====== Selected extract
The Continued Challenge Posed by Abstract Patents

What is the state of the patent system?  In 2009, scholars framed the question as whether it was failing.  In 2011, the question was whether it was in crisis.  Now, Wired Magazine’s “Patent Fix” series sees experts debating whether it is entirely broken.  Judging by titles alone, we’re losing ground.  The mounting tide of patent research provides more empirical evidence, of course, showing a marked increase in patenting, patent litigation, and litigation-related expense.

One datapoint cited in Wired Magazine’s exchange involves a review of 795 patent suits – all patent suits filed over 70 years, between 1790 and 1860.  (By comparison, our federal courts now see more than that filed each quarter.)
============
====== Excerpted data
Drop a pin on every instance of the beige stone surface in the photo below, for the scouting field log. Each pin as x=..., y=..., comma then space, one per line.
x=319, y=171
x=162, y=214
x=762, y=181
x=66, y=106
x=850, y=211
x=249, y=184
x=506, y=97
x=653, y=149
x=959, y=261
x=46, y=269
============
====== Excerpted data
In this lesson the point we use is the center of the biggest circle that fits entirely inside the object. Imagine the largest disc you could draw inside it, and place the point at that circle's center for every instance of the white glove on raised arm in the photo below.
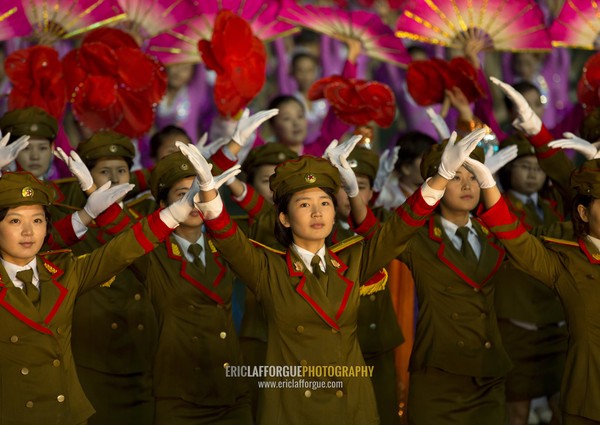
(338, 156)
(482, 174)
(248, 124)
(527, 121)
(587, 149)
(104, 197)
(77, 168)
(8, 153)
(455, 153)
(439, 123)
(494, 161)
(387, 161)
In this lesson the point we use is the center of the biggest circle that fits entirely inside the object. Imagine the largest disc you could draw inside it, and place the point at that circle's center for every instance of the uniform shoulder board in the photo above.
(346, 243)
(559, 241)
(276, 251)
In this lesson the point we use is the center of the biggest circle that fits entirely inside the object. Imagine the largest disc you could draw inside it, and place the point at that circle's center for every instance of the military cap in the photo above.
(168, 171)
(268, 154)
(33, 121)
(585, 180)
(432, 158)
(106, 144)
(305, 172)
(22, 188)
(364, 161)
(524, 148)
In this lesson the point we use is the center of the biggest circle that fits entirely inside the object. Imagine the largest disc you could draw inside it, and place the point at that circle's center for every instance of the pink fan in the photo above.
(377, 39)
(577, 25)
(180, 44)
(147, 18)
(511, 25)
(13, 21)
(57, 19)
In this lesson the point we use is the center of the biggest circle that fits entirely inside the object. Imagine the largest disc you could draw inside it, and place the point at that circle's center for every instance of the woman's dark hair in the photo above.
============
====== Excerpted data
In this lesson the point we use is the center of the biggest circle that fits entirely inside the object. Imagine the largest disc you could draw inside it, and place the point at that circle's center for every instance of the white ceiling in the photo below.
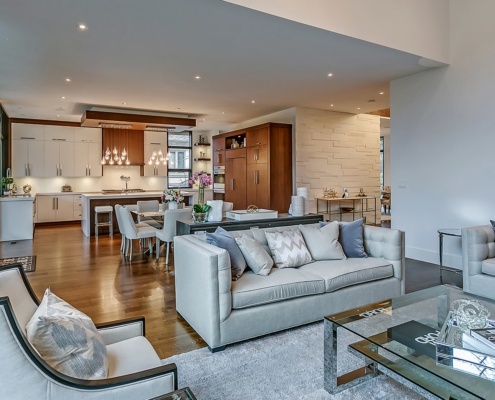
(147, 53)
============
** Exercise 1 **
Answer these questions about the passage on abstract patents:
(a) In 2009, how did scholars frame the question about the patent system?
(b) What is the name of the Wired Magazine series mentioned?
(c) How many patent suits did the review cited in the Wired exchange cover?
** Exercise 2 **
Resume the passage on abstract patents, starting after its final sentence.
The entries are separate from the passage on abstract patents.

** Task result 1 **
(a) As whether the patent system was failing.
(b) "Patent Fix."
(c) 795 patent suits.

** Task result 2 **
Citing this data culled by economist Zorina Khan, IBM’s Manny Schecter argues that the rate of litigation per patent was actually higher in that era, from which one might deduce that we’re actually less litigious today.  (All other data to the contrary…)  For his part, Techdirt’s Mike Masnick responds that this is a nonsensical metric because it overlooks the current tsunami of patenting that has inundated the USPTO.  It also overlooks the so-called “Rule of 25” — the fact that a large portion of infringement allegations settle long before suit.

The change in the amount of litigation per patent is interesting for another reason: it suggests to us that the nature of litigants has changed.  According to Khan, more than a tenth of the suits in the early nineteenth century involved “great inventions”.  In these cases, typically a relatively prominent inventor sought to prevent many infringers from appropriating one distinctive innovation.  The recognizable, recurring protagonist was the inventor plaintiff, combating a rotating cast of furtive copyists.  Today, however, the narrative is reversed.  Today’s recognizable, recurring protagonists are litigation defendants – Fortune 500 tech companies being sued by a rotating cast of unknown patent assertion entities.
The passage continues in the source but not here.